Task objective:
Begin with the line containing "Indicate every instance of the concrete" and copy every line after it to the end of the entries, exactly, leaving out the lines before it.

==============================

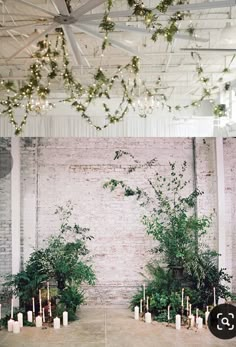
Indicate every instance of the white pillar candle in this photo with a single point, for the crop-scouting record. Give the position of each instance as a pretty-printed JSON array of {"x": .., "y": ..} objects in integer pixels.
[
  {"x": 20, "y": 319},
  {"x": 16, "y": 327},
  {"x": 33, "y": 305},
  {"x": 199, "y": 323},
  {"x": 40, "y": 302},
  {"x": 136, "y": 313},
  {"x": 30, "y": 316},
  {"x": 56, "y": 323},
  {"x": 182, "y": 301},
  {"x": 39, "y": 322},
  {"x": 10, "y": 325},
  {"x": 48, "y": 295},
  {"x": 192, "y": 320},
  {"x": 214, "y": 294},
  {"x": 65, "y": 318},
  {"x": 178, "y": 322},
  {"x": 168, "y": 312},
  {"x": 187, "y": 303},
  {"x": 12, "y": 308},
  {"x": 147, "y": 302},
  {"x": 148, "y": 317}
]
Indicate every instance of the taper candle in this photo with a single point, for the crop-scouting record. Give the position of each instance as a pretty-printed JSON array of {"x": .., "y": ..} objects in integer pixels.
[
  {"x": 199, "y": 322},
  {"x": 206, "y": 316},
  {"x": 48, "y": 295},
  {"x": 136, "y": 313},
  {"x": 168, "y": 312},
  {"x": 40, "y": 302},
  {"x": 196, "y": 313},
  {"x": 148, "y": 317},
  {"x": 56, "y": 323},
  {"x": 192, "y": 320},
  {"x": 33, "y": 305},
  {"x": 11, "y": 308},
  {"x": 141, "y": 305},
  {"x": 20, "y": 319},
  {"x": 178, "y": 322},
  {"x": 50, "y": 309},
  {"x": 182, "y": 301},
  {"x": 43, "y": 315},
  {"x": 29, "y": 316},
  {"x": 39, "y": 322}
]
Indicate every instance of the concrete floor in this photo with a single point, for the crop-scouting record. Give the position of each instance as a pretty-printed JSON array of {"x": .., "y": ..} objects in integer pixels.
[{"x": 111, "y": 327}]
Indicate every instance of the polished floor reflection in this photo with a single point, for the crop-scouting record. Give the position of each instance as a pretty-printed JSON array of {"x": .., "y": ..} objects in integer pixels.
[{"x": 111, "y": 327}]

==============================

Answer for the task:
Indicate every instance of the concrete floor in this photo with a single point, for the crop-scouting record. Give the position of each instance as a pretty-printed JSON array of {"x": .., "y": ..} objects in integer pixels.
[{"x": 111, "y": 327}]
Indicate every instance of the polished floor reflection in this photo with a single point, for the crop-scouting record. Give the position of each instance as a pretty-printed JSON array of {"x": .., "y": ..} objects in integer pixels.
[{"x": 111, "y": 327}]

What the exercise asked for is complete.